> **BRIEF**
Rewrite every line of the records below as a numbered list, one line per item, leaving out blank lines and the pictures.

> **GIVEN DATA**
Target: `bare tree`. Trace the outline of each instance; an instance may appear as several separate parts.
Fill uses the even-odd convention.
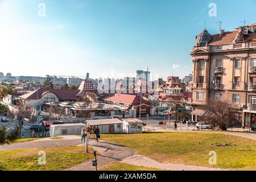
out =
[[[21,138],[22,121],[24,118],[30,119],[32,113],[31,111],[27,110],[26,105],[21,102],[18,104],[13,112],[19,122],[19,138]]]
[[[66,109],[61,106],[51,106],[48,109],[49,113],[49,117],[55,120],[60,121],[61,118],[67,119],[68,115],[66,114]]]
[[[218,126],[226,131],[227,127],[237,122],[236,108],[226,101],[210,100],[202,108],[207,113],[201,117],[202,121]]]

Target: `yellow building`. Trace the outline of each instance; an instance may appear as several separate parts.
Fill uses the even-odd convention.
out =
[[[256,26],[210,35],[204,30],[190,53],[193,63],[192,104],[199,108],[210,98],[228,101],[237,107],[241,125],[256,118]],[[250,122],[250,115],[251,122]]]

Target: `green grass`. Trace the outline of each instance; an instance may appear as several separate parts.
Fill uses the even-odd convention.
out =
[[[20,138],[20,139],[17,139],[14,141],[12,142],[10,142],[10,144],[12,144],[12,143],[24,143],[24,142],[30,142],[30,141],[33,141],[33,140],[40,140],[42,139],[45,139],[46,138]],[[61,136],[57,136],[57,137],[52,137],[52,138],[48,138],[49,139],[54,139],[54,140],[56,140],[56,139],[61,139],[63,138]]]
[[[14,141],[10,142],[10,143],[23,143],[33,140],[40,140],[41,139],[43,139],[42,138],[20,138],[17,139]]]
[[[38,152],[46,153],[46,164],[38,164]],[[0,151],[0,170],[59,171],[93,158],[84,148],[77,146],[30,148]]]
[[[99,171],[160,171],[160,169],[114,162],[104,166]]]
[[[256,170],[256,141],[245,138],[212,133],[145,133],[142,134],[102,135],[101,140],[134,149],[161,163],[184,164]],[[217,147],[216,142],[232,143]],[[217,153],[217,164],[209,164],[209,152]]]

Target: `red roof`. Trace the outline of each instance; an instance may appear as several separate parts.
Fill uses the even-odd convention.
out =
[[[141,98],[137,95],[125,94],[115,93],[113,96],[107,97],[105,100],[113,102],[118,102],[130,105],[139,105],[141,104]],[[141,102],[142,104],[146,104],[149,106],[151,104],[142,98]]]
[[[47,93],[52,93],[58,97],[60,100],[75,100],[80,90],[70,89],[39,89],[20,96],[21,98],[26,100],[40,99]]]

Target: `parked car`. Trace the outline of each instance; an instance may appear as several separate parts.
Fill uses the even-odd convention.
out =
[[[36,132],[42,132],[43,131],[43,126],[42,125],[33,125],[30,127],[30,130],[35,130]]]
[[[9,119],[8,119],[8,117],[6,116],[1,116],[0,117],[0,121],[2,122],[9,122]]]
[[[201,129],[201,127],[202,127],[203,129],[212,129],[212,125],[207,125],[204,122],[200,122],[196,125],[196,126],[197,129]]]
[[[159,113],[159,116],[160,117],[168,116],[171,115],[171,114],[169,113],[169,111],[168,110],[164,110]]]
[[[251,131],[255,131],[255,128],[256,128],[256,125],[255,125],[252,126],[251,128]]]

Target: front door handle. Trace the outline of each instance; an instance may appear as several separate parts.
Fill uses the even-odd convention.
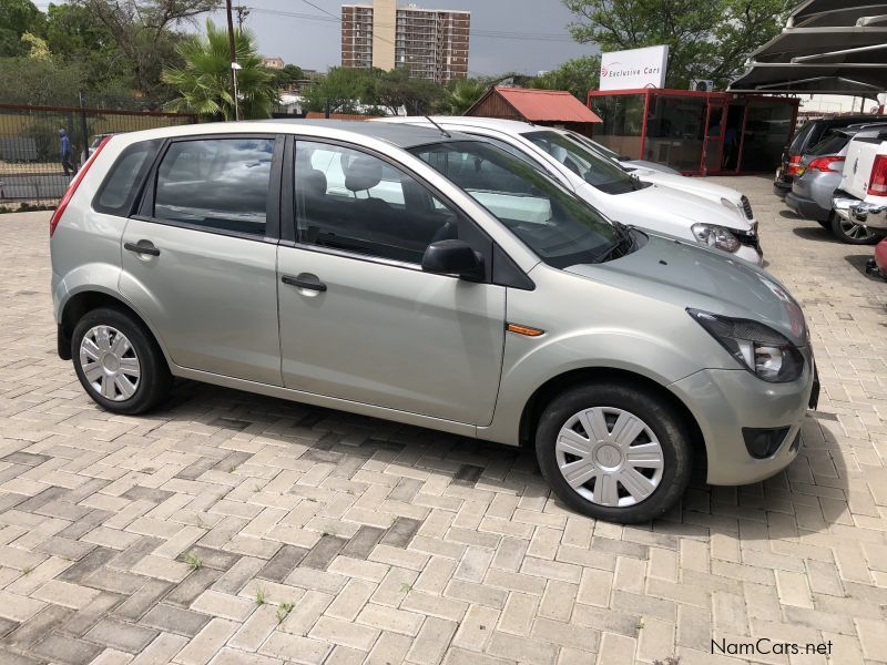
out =
[[[308,290],[316,290],[320,293],[326,290],[326,284],[319,279],[302,279],[299,277],[293,277],[292,275],[284,275],[281,277],[281,282],[288,284],[289,286],[297,286],[298,288],[305,288]]]
[[[154,245],[136,245],[135,243],[123,243],[123,248],[136,254],[150,254],[151,256],[160,256],[160,249]]]

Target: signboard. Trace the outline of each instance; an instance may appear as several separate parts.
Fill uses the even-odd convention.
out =
[[[669,47],[648,47],[630,51],[601,53],[600,90],[662,88]]]

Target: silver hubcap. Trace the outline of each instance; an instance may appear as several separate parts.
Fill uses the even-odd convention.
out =
[[[622,409],[593,407],[571,416],[558,432],[554,456],[570,487],[598,505],[635,505],[662,481],[659,439]]]
[[[844,232],[844,235],[854,241],[864,241],[871,237],[871,232],[867,226],[854,224],[849,219],[842,218],[840,229]]]
[[[83,336],[80,367],[95,392],[105,399],[125,401],[139,388],[139,356],[126,336],[111,326],[95,326]]]

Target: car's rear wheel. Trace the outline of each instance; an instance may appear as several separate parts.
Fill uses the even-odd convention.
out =
[[[832,233],[847,245],[874,245],[878,241],[878,236],[871,233],[867,226],[845,219],[834,212],[832,213]]]
[[[612,522],[669,510],[690,481],[686,427],[654,392],[588,383],[555,397],[536,436],[542,474],[572,509]]]
[[[74,370],[86,393],[115,413],[142,413],[170,392],[172,375],[144,326],[123,311],[88,311],[71,336]]]

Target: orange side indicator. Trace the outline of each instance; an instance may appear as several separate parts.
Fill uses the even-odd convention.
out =
[[[509,332],[523,335],[524,337],[539,337],[540,335],[546,334],[546,331],[540,328],[533,328],[531,326],[521,326],[520,324],[508,324],[506,326],[506,330],[508,330]]]

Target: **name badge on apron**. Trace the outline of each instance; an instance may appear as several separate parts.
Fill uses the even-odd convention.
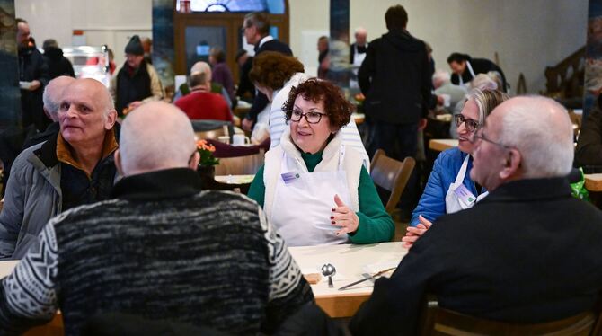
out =
[[[282,177],[282,181],[284,181],[285,184],[292,183],[301,177],[298,172],[288,172],[280,174],[280,176]]]
[[[454,190],[454,193],[457,196],[458,199],[465,205],[472,205],[476,201],[476,197],[473,195],[472,192],[465,186],[460,184],[457,188]]]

> **FINAL ANSWER**
1. Target: `bare tree`. Trace the outline of each instance; an instance may appear as several separate parts.
2. Fill uses the even-odd convention.
3. out =
4. [[[21,138],[22,121],[24,118],[30,119],[32,113],[31,111],[27,110],[26,105],[21,102],[18,104],[13,112],[19,122],[19,138]]]
5. [[[66,109],[61,106],[51,106],[48,109],[49,113],[49,117],[55,120],[60,121],[61,118],[67,119],[68,115],[66,114]]]
6. [[[218,126],[226,131],[227,127],[237,122],[236,108],[226,101],[210,100],[202,108],[207,113],[201,117],[202,121]]]
7. Target: `yellow building`. Trace the outline of each instance; an instance may appear as several separate parts.
8. Fill uses the even-odd convention.
9. out =
10. [[[256,26],[210,35],[204,30],[190,53],[193,63],[192,104],[199,108],[210,98],[228,101],[237,107],[241,125],[256,118]],[[250,122],[250,115],[251,122]]]
11. Target: `green grass`. Trace the outline of each instance; an instance may appear as several separate parts.
12. Fill uses the even-odd convention.
13. out =
14. [[[20,138],[20,139],[17,139],[14,141],[12,142],[10,142],[10,144],[12,144],[12,143],[24,143],[24,142],[30,142],[30,141],[33,141],[33,140],[40,140],[42,139],[45,139],[46,138]],[[61,136],[57,136],[57,137],[52,137],[52,138],[48,138],[49,139],[54,139],[54,140],[56,140],[56,139],[61,139],[63,138]]]
15. [[[14,141],[10,142],[10,143],[23,143],[33,140],[40,140],[41,139],[43,139],[42,138],[20,138],[17,139]]]
16. [[[38,152],[46,153],[46,164],[38,164]],[[0,151],[0,170],[59,171],[93,158],[84,148],[77,146],[30,148]]]
17. [[[99,171],[160,171],[160,169],[114,162],[104,166]]]
18. [[[256,170],[256,141],[245,138],[212,133],[145,133],[142,134],[102,135],[101,140],[134,149],[161,163],[184,164]],[[217,147],[216,142],[232,143]],[[217,153],[217,164],[209,164],[209,152]]]
19. Target: `red roof`. Trace the outline of each instance; an instance may appear as several separate parts.
20. Fill uses the even-odd convention.
21. out =
22. [[[141,98],[137,95],[125,94],[115,93],[113,96],[107,97],[105,100],[113,102],[118,102],[130,105],[139,105],[141,104]],[[141,102],[142,104],[146,104],[149,106],[151,104],[142,98]]]
23. [[[47,93],[52,93],[58,97],[60,100],[75,100],[80,90],[70,89],[39,89],[20,96],[21,98],[26,100],[40,99]]]
24. Target: `parked car`. Trace the outline of each instance; an instance may appear as several separate parts.
25. Fill uses the even-odd convention.
26. out =
27. [[[36,132],[42,132],[43,131],[43,126],[42,125],[33,125],[30,127],[30,130],[35,130]]]
28. [[[9,119],[8,119],[8,117],[6,116],[1,116],[0,117],[0,121],[2,122],[9,122]]]
29. [[[201,129],[201,127],[202,127],[203,129],[212,129],[212,125],[207,125],[204,122],[200,122],[196,125],[196,126],[197,129]]]
30. [[[159,113],[159,116],[160,117],[168,116],[171,115],[171,114],[169,113],[169,111],[168,110],[164,110]]]
31. [[[251,131],[255,131],[255,128],[256,128],[256,125],[255,125],[252,126],[251,128]]]
32. Target: front door handle. Trace the outline of each instance; an instance may appear as several separate parts.
33. Fill uses the even-odd convention.
34. out =
35. [[[308,290],[316,290],[320,293],[326,290],[326,284],[319,279],[302,279],[299,277],[293,277],[292,275],[284,275],[281,277],[281,282],[288,284],[289,286],[297,286],[298,288],[305,288]]]
36. [[[154,245],[136,245],[135,243],[123,243],[123,248],[136,254],[150,254],[151,256],[160,256],[160,249]]]
37. Target: signboard. Trace the outline of each instance; an instance may appear as several separate parts.
38. Fill uses the even-odd convention.
39. out =
40. [[[669,47],[648,47],[630,51],[601,53],[600,90],[662,88]]]
41. Target: silver hubcap. Trace the outline of each instance; an instance may appear as several separate parts.
42. Fill uses the even-odd convention.
43. out =
44. [[[622,409],[593,407],[571,416],[558,432],[554,456],[570,487],[598,505],[635,505],[662,481],[659,439]]]
45. [[[844,232],[844,235],[854,241],[864,241],[871,237],[871,232],[867,226],[854,224],[849,219],[842,218],[840,229]]]
46. [[[83,336],[80,367],[95,392],[105,399],[125,401],[139,388],[139,356],[126,336],[111,326],[95,326]]]
47. Target: car's rear wheel. Trace the outline of each instance; an instance may appear as several separate parts.
48. Fill uses the even-odd convention.
49. out =
50. [[[832,233],[847,245],[874,245],[878,241],[878,236],[871,233],[867,226],[845,219],[834,212],[832,213]]]
51. [[[612,522],[669,510],[690,481],[686,427],[654,392],[588,383],[555,397],[536,436],[542,474],[572,509]]]
52. [[[74,370],[86,393],[115,413],[142,413],[170,392],[172,375],[144,326],[123,311],[88,311],[71,336]]]
53. Target: orange side indicator. Trace the outline of each instance; an instance may appear as several separate parts.
54. Fill uses the even-odd convention.
55. out =
56. [[[509,332],[523,335],[524,337],[539,337],[540,335],[546,334],[546,331],[540,328],[533,328],[531,326],[521,326],[520,324],[508,324],[506,326],[506,330],[508,330]]]
57. Target: **name badge on apron**. Trace the outline of each instance; an instance may appear as several separate parts.
58. Fill uses the even-odd convention.
59. out =
60. [[[282,177],[282,181],[284,181],[285,184],[292,183],[301,177],[298,172],[288,172],[280,174],[280,176]]]
61. [[[454,190],[454,193],[457,196],[458,199],[465,205],[472,205],[476,201],[476,197],[473,195],[472,192],[465,186],[460,184],[457,188]]]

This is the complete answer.